##### Material for this task

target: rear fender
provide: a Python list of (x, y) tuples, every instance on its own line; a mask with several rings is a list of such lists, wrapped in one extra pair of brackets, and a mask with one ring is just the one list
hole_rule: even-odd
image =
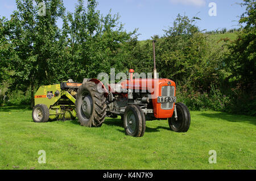
[[(84, 80), (84, 82), (85, 82), (85, 80)], [(83, 82), (83, 83), (84, 83)], [(109, 90), (111, 91), (111, 88), (109, 86), (108, 86), (108, 89), (106, 89), (106, 87), (104, 86), (103, 83), (96, 79), (96, 78), (92, 78), (92, 79), (88, 79), (86, 80), (86, 82), (93, 82), (97, 85), (97, 89), (98, 91), (104, 92), (104, 95), (105, 96), (108, 96), (109, 94)]]

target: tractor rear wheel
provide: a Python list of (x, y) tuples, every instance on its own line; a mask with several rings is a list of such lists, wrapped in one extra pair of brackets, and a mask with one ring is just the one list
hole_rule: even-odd
[(33, 108), (32, 118), (35, 123), (46, 123), (49, 120), (49, 109), (45, 104), (37, 104)]
[(79, 87), (76, 98), (76, 111), (81, 125), (101, 127), (106, 116), (106, 98), (97, 90), (97, 85), (85, 82)]
[(126, 134), (134, 137), (142, 137), (144, 135), (146, 119), (141, 107), (136, 105), (128, 106), (123, 119)]
[(187, 132), (190, 126), (190, 113), (187, 106), (183, 103), (176, 103), (177, 120), (174, 117), (168, 119), (169, 126), (171, 130), (176, 132)]

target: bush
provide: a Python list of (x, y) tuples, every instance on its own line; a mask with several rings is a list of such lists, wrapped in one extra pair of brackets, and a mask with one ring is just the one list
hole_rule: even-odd
[(31, 99), (30, 90), (26, 92), (20, 90), (14, 91), (8, 94), (8, 97), (7, 106), (29, 105)]
[(224, 95), (213, 85), (210, 85), (209, 93), (194, 91), (189, 92), (178, 89), (176, 95), (178, 102), (185, 104), (191, 111), (226, 111), (227, 106), (231, 103), (230, 96)]

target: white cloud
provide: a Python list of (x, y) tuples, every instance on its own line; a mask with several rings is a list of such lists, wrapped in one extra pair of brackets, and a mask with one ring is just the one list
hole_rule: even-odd
[(177, 4), (181, 3), (185, 5), (195, 5), (203, 6), (205, 5), (205, 0), (170, 0), (171, 3)]

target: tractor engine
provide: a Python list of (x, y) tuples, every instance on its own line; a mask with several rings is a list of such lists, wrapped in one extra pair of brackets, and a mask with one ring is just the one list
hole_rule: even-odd
[[(130, 70), (131, 77), (133, 72)], [(174, 113), (176, 85), (170, 79), (134, 79), (110, 87), (106, 102), (110, 117), (113, 117), (113, 114), (122, 115), (131, 104), (139, 106), (147, 120), (166, 119)]]

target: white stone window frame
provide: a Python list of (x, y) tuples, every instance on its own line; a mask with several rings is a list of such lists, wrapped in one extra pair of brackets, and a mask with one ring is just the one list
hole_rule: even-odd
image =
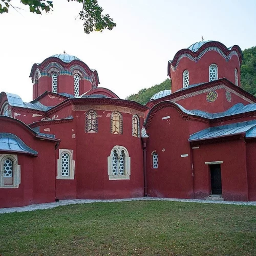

##########

▶ Exercise
Copy every entry above word for word, keeping each line as it appears. Leave out the pictures.

▶ Exercise response
target: rear fender
provide: a Python list of (x, y) tuples, every instance on its own line; a mask with several rings is a list of such lists, wrapped in one extra pair of brackets, and a mask with one ring is just the one list
hole_rule: even-odd
image =
[[(84, 80), (84, 82), (85, 82), (85, 80)], [(83, 82), (83, 83), (84, 83)], [(109, 90), (111, 91), (111, 88), (109, 86), (108, 86), (108, 89), (106, 89), (106, 87), (104, 86), (103, 83), (96, 79), (96, 78), (92, 78), (92, 79), (88, 79), (86, 80), (86, 82), (93, 82), (97, 85), (97, 89), (98, 91), (104, 92), (104, 95), (105, 96), (108, 96), (109, 94)]]

target: tractor rear wheel
provide: a Python list of (x, y) tuples, every instance on its own line; a mask with several rings is a list of such lists, wrapped in one extra pair of brackets, and a mask with one ring is just the one list
hole_rule: even-odd
[(33, 108), (32, 118), (35, 123), (46, 123), (49, 120), (49, 109), (45, 104), (37, 104)]
[(79, 87), (76, 98), (76, 111), (81, 125), (101, 127), (106, 116), (106, 98), (97, 90), (97, 85), (85, 82)]
[(126, 134), (134, 137), (142, 137), (144, 135), (146, 119), (141, 107), (136, 105), (128, 106), (123, 119)]
[(187, 132), (190, 126), (190, 113), (187, 106), (183, 103), (176, 103), (177, 120), (174, 117), (168, 119), (169, 126), (171, 130), (176, 132)]

target: bush
provide: a Python list of (x, y) tuples, every instance on its own line; a mask with several rings is a list of such lists, wrapped in one extra pair of brackets, and a mask with one ring is just the one list
hole_rule: even-odd
[(31, 99), (30, 90), (26, 92), (20, 90), (14, 91), (8, 94), (8, 97), (7, 106), (29, 105)]
[(224, 95), (213, 85), (210, 85), (209, 93), (194, 91), (189, 92), (178, 89), (176, 95), (178, 102), (185, 104), (191, 111), (226, 111), (227, 106), (231, 103), (230, 96)]

target: white cloud
provide: a Python list of (x, y) tuples, every instance on its own line; a mask with several rings is a list of such lists, wrapped in one extra pair of brackets, and a mask with one ring is just the one list
hole_rule: even-odd
[(177, 4), (181, 3), (185, 5), (195, 5), (203, 6), (205, 5), (205, 0), (170, 0), (171, 3)]

target: tractor engine
provide: a Python list of (x, y) tuples, every instance on its own line; a mask with several rings is a list of such lists, wrapped in one extra pair of brackets, and a mask with one ring is just the one list
hole_rule: even-odd
[[(130, 70), (131, 77), (133, 72)], [(174, 113), (176, 85), (170, 79), (134, 79), (110, 87), (106, 102), (110, 117), (113, 117), (113, 114), (122, 115), (131, 104), (139, 106), (147, 120), (166, 119)]]

target: white stone window frame
provide: a Python list of (x, y) tuples, every instance on its own line; a mask with several rings is a list of such lists, wrapped in one extra pair of brackets, and a mask with one ring is just the one list
hole_rule: even-odd
image =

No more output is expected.